> **Passage shown**
┄┄┄┄┄┄┄┄┄┄
SECURITIES AND EXCHANGE COMMISSION

WASHINGTON, DC 20549

 

FORM 8-K

 

CURRENT REPORT

PURSUANT TO SECTION 13 OR 15(d) OF THE SECURITIES EXCHANGE ACT OF 1934

 

Date of report (Date of earliest event reported): June 30, 2023

 

SILICON LABORATORIES INC.

(Exact Name of Registrant as Specified in Charter)

 

Delaware   000-29823   74-2793174
(State or Other Jurisdiction   (Commission File Number)   (IRS Employer
of Incorporation)       Identification No.)

 

400 West Cesar Chavez, Austin, TX   78701
(Address of Principal Executive Offices)   (Zip Code)

 

Registrant’s telephone number, including area code: (512) 416-8500

 

Check the appropriate box below if the Form 8-K filing is intended to simultaneously satisfy the filing obligation of the registrant under any of the following provisions (see General Instruction A.2. below):

 

¨ Written communications pursuant to Rule 425 under the Securities Act (17 CFR 230.425)

 

¨ Soliciting material pursuant to Rule 14a-12 under the Exchange Act (17 CFR 240.14a-12)

 

¨ Pre-commencement communications pursuant to Rule 14d-2(b) under the Exchange Act (17 CFR 240.14d-2(b))

 

¨ Pre-commencement communications pursuant to Rule 13e-4(c) under the Exchange Act (17 CFR 240.13e-4(c))

 

Securities registered pursuant to Section 12(b) of the Act:

 

Title of each class   Trading Symbol(s)   Name of each exchange
on which registered
Common Stock, $0.0001 par value   SLAB   The NASDAQ Stock Market LLC

 

Indicate by check mark whether the registrant is an emerging growth company as defined in Rule 405 of the Securities Act of 1933 or Rule 12b-2 of the Securities Exchange Act of 1934.
┄┄┄┄┄┄┄┄┄┄
> **Set task**
Summarize the Form 8-K cover page above in two sentences.

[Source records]
┄┄┄┄┄┄┄┄┄┄
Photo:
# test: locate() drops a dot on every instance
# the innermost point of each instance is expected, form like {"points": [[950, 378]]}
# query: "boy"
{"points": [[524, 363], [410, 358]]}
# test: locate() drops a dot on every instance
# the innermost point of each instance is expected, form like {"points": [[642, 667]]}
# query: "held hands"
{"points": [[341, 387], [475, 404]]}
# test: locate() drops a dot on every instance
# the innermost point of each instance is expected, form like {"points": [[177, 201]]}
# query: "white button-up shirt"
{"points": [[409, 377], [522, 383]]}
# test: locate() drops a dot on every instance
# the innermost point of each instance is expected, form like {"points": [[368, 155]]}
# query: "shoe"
┄┄┄┄┄┄┄┄┄┄
> **Solved exercise**
Silicon Laboratories Inc., a Delaware registrant with principal executive offices at 400 West Cesar Chavez, Austin, TX 78701, files this current report on Form 8-K under Section 13 or 15(d) of the Securities Exchange Act of 1934, with the earliest event reported dated June 30, 2023. Its common stock, $0.0001 par value, is registered on The NASDAQ Stock Market LLC under the trading symbol SLAB.